### Task brief
Give the lines again exactly as they appear, beginning at the one with "of the scooter" and ending at the last line of the records.

### Source information
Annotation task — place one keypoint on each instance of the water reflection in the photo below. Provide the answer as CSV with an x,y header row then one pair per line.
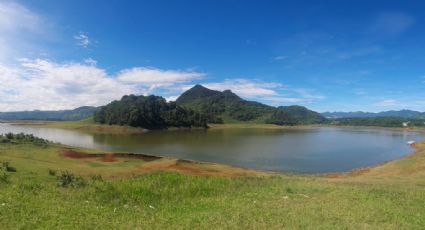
x,y
298,150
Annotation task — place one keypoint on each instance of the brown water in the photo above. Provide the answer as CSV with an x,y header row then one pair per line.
x,y
314,150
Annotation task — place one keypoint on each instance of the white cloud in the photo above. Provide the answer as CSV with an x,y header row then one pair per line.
x,y
46,85
246,88
268,92
157,77
280,58
15,17
18,27
83,39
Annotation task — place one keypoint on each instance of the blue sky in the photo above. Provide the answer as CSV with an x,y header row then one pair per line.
x,y
328,56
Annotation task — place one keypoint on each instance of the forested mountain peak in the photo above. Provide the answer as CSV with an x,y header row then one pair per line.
x,y
196,92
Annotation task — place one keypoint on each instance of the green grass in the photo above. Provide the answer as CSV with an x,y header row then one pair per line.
x,y
157,200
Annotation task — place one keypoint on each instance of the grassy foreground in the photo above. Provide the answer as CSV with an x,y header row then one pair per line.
x,y
130,193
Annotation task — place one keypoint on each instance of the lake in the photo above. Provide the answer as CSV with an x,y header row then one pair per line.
x,y
314,150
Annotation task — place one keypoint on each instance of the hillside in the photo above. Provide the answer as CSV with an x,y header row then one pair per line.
x,y
60,115
227,107
359,114
150,112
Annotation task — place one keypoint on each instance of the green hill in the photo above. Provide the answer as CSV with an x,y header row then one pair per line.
x,y
151,112
227,107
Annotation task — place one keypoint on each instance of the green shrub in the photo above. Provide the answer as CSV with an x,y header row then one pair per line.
x,y
67,179
52,172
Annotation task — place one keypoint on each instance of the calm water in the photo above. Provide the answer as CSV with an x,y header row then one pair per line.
x,y
309,151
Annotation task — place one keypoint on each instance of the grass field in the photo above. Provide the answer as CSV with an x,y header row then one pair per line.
x,y
129,193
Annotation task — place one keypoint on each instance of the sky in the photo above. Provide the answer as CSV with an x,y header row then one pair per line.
x,y
325,55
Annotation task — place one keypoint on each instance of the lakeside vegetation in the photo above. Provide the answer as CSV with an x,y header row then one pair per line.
x,y
149,112
47,189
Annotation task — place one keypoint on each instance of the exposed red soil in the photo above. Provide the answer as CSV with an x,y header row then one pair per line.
x,y
107,157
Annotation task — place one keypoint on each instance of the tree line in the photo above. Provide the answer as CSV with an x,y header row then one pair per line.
x,y
151,112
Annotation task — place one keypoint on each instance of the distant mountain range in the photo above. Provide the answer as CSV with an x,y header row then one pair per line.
x,y
392,113
61,115
227,107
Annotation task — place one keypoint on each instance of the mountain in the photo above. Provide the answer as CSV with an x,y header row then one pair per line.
x,y
392,113
60,115
150,112
227,107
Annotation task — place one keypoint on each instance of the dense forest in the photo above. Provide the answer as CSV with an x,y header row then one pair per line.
x,y
227,107
379,121
60,115
151,112
294,115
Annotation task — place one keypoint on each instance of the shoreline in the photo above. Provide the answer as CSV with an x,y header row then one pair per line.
x,y
123,129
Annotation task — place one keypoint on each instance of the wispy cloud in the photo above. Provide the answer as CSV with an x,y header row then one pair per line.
x,y
246,88
83,39
44,84
154,76
280,58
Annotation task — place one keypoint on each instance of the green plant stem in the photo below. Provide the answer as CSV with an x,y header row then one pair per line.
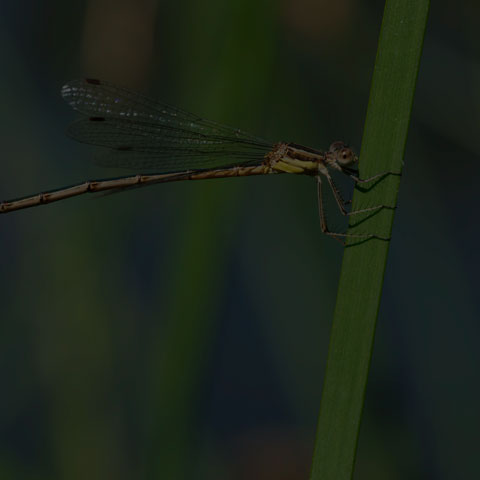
x,y
363,267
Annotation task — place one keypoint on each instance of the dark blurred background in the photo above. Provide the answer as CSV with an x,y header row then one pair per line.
x,y
181,331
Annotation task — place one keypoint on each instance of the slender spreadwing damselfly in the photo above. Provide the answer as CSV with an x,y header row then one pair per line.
x,y
142,134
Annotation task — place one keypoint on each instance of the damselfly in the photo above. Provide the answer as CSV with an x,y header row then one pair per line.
x,y
144,134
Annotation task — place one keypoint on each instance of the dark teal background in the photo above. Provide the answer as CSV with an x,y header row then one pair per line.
x,y
181,331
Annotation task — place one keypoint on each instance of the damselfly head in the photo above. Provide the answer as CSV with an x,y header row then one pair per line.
x,y
342,154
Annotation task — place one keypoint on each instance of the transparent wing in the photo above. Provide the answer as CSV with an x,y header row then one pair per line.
x,y
142,133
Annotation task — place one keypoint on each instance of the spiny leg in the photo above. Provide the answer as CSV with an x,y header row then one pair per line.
x,y
323,220
341,202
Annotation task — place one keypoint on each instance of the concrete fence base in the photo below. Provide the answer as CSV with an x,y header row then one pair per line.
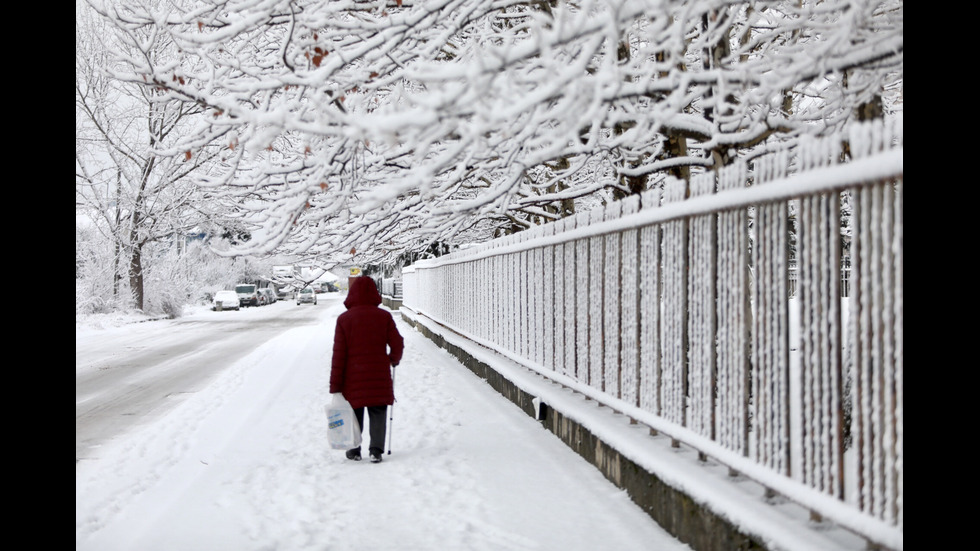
x,y
703,527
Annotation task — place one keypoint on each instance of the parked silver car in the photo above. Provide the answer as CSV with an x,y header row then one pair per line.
x,y
226,300
267,296
307,294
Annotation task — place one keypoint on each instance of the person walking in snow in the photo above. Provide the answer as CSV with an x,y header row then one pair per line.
x,y
366,347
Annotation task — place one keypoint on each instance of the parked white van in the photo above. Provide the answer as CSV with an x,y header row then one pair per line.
x,y
248,294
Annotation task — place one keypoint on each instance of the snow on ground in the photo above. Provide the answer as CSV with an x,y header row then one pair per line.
x,y
245,465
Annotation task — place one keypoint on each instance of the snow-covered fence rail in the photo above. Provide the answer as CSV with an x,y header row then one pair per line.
x,y
676,309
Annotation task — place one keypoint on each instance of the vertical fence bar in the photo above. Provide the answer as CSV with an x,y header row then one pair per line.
x,y
733,319
771,325
702,280
819,261
674,339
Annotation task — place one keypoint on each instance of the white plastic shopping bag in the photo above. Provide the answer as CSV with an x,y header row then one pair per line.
x,y
343,431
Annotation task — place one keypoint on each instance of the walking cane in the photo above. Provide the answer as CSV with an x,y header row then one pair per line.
x,y
391,410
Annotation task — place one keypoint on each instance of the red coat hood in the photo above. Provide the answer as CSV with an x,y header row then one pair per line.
x,y
362,292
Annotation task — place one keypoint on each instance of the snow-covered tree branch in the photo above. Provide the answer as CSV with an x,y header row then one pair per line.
x,y
380,126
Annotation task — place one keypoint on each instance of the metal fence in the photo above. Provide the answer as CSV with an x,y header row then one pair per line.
x,y
678,309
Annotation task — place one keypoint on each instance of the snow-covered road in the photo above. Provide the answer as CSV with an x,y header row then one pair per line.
x,y
243,464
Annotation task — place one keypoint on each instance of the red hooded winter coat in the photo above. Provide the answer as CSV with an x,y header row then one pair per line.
x,y
366,345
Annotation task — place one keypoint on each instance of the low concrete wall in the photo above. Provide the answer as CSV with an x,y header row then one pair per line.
x,y
676,512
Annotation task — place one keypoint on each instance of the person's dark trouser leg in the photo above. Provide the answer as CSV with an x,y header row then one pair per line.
x,y
376,417
359,415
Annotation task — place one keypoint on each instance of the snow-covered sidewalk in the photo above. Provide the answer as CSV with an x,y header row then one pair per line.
x,y
245,465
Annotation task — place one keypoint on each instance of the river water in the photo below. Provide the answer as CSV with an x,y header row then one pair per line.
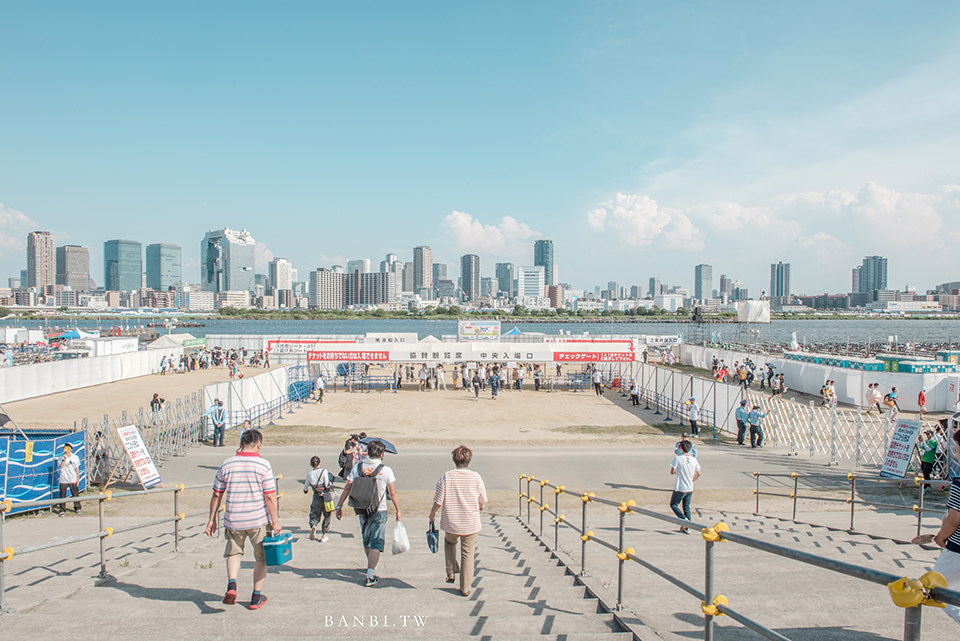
x,y
839,332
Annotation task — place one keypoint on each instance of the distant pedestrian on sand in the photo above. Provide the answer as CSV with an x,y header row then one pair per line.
x,y
687,470
69,478
597,378
477,382
461,494
246,486
693,414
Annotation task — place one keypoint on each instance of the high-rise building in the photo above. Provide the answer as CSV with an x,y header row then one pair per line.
x,y
470,276
163,267
73,267
280,274
555,294
423,269
361,265
655,288
41,260
370,288
530,281
505,274
702,282
726,286
779,281
488,286
122,265
543,257
227,260
326,289
872,274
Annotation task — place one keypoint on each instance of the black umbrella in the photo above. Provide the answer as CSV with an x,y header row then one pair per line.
x,y
391,448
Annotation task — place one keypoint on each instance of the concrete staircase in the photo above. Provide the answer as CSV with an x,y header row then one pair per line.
x,y
519,593
799,601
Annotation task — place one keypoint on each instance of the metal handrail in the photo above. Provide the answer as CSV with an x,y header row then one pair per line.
x,y
852,500
103,533
711,604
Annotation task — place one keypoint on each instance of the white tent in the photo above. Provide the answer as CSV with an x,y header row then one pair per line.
x,y
170,341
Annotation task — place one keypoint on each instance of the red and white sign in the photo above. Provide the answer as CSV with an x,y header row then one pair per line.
x,y
594,357
348,356
900,449
139,456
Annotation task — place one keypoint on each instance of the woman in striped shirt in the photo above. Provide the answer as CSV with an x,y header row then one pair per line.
x,y
461,494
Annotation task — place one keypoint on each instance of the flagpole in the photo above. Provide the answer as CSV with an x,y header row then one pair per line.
x,y
5,418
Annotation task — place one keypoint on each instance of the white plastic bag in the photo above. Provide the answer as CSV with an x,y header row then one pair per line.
x,y
401,543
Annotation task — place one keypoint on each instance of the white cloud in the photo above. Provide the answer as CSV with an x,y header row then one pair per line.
x,y
14,227
262,256
804,228
471,235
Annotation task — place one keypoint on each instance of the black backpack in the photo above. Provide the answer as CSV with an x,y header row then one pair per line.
x,y
364,495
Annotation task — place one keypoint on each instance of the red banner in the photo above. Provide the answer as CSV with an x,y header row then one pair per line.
x,y
347,356
593,357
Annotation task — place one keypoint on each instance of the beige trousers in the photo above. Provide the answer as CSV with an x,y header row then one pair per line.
x,y
464,564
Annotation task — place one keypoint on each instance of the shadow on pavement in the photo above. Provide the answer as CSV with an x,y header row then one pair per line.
x,y
188,595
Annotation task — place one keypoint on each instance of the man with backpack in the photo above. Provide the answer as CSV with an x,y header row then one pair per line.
x,y
367,486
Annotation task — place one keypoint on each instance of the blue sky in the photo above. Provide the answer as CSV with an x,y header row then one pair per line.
x,y
642,137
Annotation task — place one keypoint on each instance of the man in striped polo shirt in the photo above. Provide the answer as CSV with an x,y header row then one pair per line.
x,y
246,486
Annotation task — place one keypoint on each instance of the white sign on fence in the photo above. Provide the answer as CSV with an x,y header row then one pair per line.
x,y
900,449
139,456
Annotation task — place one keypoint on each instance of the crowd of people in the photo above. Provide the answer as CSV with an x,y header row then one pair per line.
x,y
246,486
205,358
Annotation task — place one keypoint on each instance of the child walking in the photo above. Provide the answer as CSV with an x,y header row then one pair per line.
x,y
320,481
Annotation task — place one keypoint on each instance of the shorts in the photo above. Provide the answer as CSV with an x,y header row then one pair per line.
x,y
235,540
374,529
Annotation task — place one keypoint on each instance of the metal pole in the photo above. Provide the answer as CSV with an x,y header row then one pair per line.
x,y
756,512
656,387
556,523
833,437
708,590
529,499
176,524
796,480
620,563
853,496
541,509
583,541
715,421
923,488
103,563
859,438
520,496
911,624
3,601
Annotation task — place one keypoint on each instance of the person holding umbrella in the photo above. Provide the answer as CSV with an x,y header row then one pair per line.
x,y
461,494
374,481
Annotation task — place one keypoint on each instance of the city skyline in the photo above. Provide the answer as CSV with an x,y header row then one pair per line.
x,y
641,139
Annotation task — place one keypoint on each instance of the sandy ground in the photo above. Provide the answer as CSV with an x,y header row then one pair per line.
x,y
61,410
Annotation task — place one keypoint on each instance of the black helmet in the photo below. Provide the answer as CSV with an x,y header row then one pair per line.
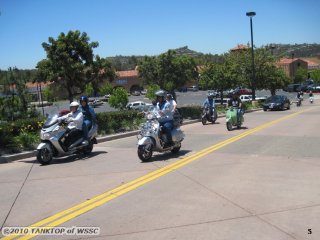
x,y
160,93
84,99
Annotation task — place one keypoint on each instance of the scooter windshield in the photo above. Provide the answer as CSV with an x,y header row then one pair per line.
x,y
51,120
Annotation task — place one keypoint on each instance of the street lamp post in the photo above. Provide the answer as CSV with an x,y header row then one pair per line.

### Answer to the problem
Annotation task — place one keypoint on each instance of the scooter windshield in the photo above. Provide the answer as CSV with an x,y header row then one pair per line.
x,y
51,120
Annotation task — place one keypoint on each instance of the street lamp post in the photo above. Provide the answer as CSV with an x,y header row then one pair per line.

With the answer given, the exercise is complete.